═══ SELECTED PASSAGE
According to reported news, office-bearers and activists of various trade unions organised protests against dilution of labour laws, asking the Central Government to accept the demands of industrial workers. The protesters urged the government to withdraw the decision to change Labour Laws on the pretext of proposed labour reform legislation amid the Covid-19 pandemic.
Activists of leftist outfits led by trade union leader Gurdev Raj Bhumbla alleged that the government had failed to watch the interests of industrial workers. Speakers alleged the Centre led by Prime Minister Narendra Modi had been trying to appease corporate houses by waiving their loans and tempering with established labour laws on the pretext of labour reform legislation when the whole world was fighting against the Covid.

“Most shameful part is the time that the government has amend chosen for appeasing corporate houses success and prosperity which has been nurtured with sweat of already exploited workers. The Modi government has benefited 50 corporate houses by waiving loans worth Rs 68.707 crore but is not ready to wipe tears of labourers who are forced to starve,” said Gurdev Bhumla. Bhumbla and called upon the office-bearers and activists of other leftist outfits to launch a coordinated struggle to impress upon the government withdraw the move.

Speakers, including Bhumbla, Mahesh Pathak, Mohinder Yadav, Satpal Singh and Balvir Singh, demanded that the decision to take work for 12 hours in industries should be withdrawn immediately and Rs 7,500 should be credited in accounts of all temporary workers. The Union also demanded that the notification regarding dearness allowance of Rs 401, which had been withdrawn, should also be resumed.

Economist KR Shyam Sunder of Xaviour Labour Relations Institute compares it with the North American hire-and-fire model to Indian hinterland economy.’

Communist Party of India (Marxist) general secretary, Sitaram Yechury wrote to President of India, Ram Nath Kovind for his urgent intervention to stop “such naked savagery against the working class and the working people.”

Tapan Sen, general secretary of left-leaning, Centre for Indian Trade Unions (CITU) said, the government had “pounced upon the working class.”

Ironically, C.K. Saji Narayana, President Bharatiya Mazdoor Sangh, which subscribes to RSS and BJP ideology has remarked that “This is the worst time to labour laws.”
══════
**TASK PROMPT:**
In the report on the trade union protests, what did Gurdev Raj Bhumbla call the "Most shameful part" of the government's action, and why? Answer in one to three sentences.
═══ DATA
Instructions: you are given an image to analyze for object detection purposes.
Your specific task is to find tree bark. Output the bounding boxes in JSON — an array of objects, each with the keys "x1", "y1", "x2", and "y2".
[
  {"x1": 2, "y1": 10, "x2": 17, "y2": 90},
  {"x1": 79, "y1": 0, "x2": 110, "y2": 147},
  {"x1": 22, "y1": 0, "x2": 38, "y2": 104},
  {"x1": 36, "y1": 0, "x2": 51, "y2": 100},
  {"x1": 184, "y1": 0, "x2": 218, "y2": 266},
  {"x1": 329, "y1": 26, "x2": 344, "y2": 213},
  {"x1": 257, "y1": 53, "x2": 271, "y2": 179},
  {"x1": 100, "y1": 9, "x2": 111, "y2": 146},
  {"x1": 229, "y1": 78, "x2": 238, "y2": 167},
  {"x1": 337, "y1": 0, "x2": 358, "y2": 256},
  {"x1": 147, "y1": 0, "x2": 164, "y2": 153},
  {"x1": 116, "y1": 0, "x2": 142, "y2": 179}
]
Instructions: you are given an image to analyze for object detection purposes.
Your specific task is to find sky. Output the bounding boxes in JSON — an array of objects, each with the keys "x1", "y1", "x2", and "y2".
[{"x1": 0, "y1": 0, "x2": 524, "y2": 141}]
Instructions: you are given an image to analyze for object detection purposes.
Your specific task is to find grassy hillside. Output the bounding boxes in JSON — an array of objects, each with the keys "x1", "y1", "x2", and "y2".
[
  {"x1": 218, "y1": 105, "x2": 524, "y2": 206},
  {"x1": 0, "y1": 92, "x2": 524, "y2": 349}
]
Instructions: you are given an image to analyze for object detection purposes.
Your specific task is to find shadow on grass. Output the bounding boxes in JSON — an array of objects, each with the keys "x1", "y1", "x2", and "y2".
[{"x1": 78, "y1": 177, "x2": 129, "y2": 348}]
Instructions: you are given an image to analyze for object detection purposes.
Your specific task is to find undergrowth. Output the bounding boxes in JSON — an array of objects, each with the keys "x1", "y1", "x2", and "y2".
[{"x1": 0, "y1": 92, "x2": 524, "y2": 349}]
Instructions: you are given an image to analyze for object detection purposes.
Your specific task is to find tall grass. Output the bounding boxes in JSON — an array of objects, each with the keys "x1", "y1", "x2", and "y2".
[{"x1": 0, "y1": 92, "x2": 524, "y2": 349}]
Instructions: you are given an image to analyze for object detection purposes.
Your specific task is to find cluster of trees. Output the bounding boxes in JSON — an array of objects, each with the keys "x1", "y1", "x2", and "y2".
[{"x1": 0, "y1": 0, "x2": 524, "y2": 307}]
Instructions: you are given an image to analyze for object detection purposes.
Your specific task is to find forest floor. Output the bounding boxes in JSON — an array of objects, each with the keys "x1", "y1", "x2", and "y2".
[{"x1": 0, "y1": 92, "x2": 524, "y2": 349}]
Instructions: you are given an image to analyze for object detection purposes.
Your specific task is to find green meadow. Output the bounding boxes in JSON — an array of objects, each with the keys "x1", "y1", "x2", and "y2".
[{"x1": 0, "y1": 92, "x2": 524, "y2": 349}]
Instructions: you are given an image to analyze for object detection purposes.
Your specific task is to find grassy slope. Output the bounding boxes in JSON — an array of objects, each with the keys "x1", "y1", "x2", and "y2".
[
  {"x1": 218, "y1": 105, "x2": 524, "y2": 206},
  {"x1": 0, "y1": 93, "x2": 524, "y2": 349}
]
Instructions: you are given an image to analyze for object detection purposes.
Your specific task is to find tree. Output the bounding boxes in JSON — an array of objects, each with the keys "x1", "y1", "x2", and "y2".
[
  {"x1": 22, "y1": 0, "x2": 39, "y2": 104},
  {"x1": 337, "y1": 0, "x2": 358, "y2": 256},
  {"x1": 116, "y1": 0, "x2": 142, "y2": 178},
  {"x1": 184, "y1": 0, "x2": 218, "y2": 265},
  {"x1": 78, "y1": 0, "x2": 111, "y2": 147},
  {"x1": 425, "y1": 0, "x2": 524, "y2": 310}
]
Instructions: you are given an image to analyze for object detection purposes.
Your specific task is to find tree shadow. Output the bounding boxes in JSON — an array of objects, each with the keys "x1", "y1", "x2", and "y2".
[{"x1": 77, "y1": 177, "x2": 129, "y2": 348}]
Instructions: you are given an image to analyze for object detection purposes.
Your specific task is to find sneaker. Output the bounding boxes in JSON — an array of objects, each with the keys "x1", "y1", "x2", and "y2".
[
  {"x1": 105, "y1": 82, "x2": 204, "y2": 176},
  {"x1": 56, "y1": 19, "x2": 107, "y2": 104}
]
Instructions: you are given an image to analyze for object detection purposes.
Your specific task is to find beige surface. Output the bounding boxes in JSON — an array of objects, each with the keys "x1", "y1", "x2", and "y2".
══════
**ANSWER SPACE:**
He called the timing the most shameful part, because the government chose this moment to appease corporate houses whose prosperity had been nurtured with the sweat of already exploited workers. He added that the government had waived loans for 50 corporate houses but was not ready to wipe the tears of labourers forced to starve.